# Directive
Look below for the line with "the red azalea", and from there restate every line word for word until the entries end.

----------

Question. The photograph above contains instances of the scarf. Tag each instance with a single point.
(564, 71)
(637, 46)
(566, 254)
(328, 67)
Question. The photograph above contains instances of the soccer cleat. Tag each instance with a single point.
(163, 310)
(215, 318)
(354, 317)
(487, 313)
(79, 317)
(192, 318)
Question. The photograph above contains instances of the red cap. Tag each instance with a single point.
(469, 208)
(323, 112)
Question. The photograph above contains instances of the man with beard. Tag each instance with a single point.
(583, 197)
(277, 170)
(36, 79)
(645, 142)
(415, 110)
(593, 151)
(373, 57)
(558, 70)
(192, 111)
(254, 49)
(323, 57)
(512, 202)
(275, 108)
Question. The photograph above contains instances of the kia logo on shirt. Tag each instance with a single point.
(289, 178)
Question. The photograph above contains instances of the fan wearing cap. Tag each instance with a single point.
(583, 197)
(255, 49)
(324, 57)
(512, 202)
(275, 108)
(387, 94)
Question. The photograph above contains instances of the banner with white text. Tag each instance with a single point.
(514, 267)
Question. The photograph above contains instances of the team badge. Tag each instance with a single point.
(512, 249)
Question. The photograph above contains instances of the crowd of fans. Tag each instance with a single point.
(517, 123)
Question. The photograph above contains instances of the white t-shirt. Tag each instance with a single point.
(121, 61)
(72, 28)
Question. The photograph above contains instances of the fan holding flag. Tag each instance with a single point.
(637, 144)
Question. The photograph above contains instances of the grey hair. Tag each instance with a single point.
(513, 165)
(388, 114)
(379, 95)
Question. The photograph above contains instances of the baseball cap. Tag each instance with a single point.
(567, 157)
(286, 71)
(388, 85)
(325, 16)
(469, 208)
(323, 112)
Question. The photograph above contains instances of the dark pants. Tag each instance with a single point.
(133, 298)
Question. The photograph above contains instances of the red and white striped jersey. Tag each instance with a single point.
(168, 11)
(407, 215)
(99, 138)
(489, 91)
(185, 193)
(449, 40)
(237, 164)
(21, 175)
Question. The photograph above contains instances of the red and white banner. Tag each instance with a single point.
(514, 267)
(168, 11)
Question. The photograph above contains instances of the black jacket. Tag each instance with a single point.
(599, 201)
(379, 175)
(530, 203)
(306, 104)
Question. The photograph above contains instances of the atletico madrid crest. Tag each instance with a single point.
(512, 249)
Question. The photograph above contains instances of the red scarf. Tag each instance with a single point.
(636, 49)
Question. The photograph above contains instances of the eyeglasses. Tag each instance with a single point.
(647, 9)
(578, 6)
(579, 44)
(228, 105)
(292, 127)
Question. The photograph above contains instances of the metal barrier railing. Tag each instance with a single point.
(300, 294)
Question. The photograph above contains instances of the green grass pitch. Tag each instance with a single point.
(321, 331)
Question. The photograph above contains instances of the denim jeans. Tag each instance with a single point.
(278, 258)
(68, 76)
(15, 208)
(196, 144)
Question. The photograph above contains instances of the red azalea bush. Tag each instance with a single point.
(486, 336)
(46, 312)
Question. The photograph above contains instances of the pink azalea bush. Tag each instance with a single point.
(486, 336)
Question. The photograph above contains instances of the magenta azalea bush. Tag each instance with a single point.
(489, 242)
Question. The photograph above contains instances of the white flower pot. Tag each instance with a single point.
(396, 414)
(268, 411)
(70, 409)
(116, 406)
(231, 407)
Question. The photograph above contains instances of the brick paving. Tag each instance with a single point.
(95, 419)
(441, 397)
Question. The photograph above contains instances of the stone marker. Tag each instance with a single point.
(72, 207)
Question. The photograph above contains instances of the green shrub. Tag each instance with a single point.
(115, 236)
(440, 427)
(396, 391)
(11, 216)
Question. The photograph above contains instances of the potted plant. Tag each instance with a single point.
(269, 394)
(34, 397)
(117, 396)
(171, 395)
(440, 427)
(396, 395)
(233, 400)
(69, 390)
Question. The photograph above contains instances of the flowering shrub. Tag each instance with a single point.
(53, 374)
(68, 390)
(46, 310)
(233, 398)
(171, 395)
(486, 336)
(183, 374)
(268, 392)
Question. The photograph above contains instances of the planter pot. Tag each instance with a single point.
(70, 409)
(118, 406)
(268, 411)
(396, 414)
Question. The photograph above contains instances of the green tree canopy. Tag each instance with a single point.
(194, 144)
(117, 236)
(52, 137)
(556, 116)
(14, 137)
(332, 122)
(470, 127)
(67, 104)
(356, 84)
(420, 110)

----------

# Response
Question. The photograph above contains instances of the red azalea bush. Tag each instance with a single point.
(486, 336)
(46, 312)
Question. The photograph above contains instances of the pink azalea bush. Tag each instance with a single point.
(486, 336)
Question. The photograph above contains instances of the magenta azalea bush. Tag each instance with a single point.
(489, 242)
Question. The photograph above contains instances of the white flower pot. Tag each instance with a single point.
(396, 414)
(268, 411)
(70, 409)
(116, 406)
(231, 407)
Question. The photograph above contains instances of the brick paving. Tag each instance with a single point.
(95, 419)
(441, 397)
Question. The photograph above contains instances of the stone marker. Tag each instance with a single point.
(72, 207)
Question. The photograph above contains instances of the green shrub. Tag each instance with a single point.
(115, 236)
(440, 427)
(396, 391)
(11, 216)
Question. The photograph above contains instances of the potted plant. Tag each instance with a single point.
(269, 394)
(34, 397)
(117, 396)
(171, 395)
(440, 427)
(396, 395)
(233, 400)
(69, 390)
Question. The photograph above contains instances of the flowering shrub. Tag each instance with a single point.
(53, 374)
(68, 390)
(46, 310)
(233, 398)
(171, 395)
(486, 336)
(183, 374)
(268, 392)
Question. The photograph above contains instances of the planter pot. Tag each instance with a single point.
(70, 409)
(118, 406)
(268, 411)
(396, 414)
Question. The photograph above contains instances of the green tree canopy. Tag each instance with a single point.
(194, 144)
(117, 236)
(52, 137)
(556, 116)
(14, 137)
(332, 122)
(470, 127)
(67, 104)
(356, 84)
(420, 110)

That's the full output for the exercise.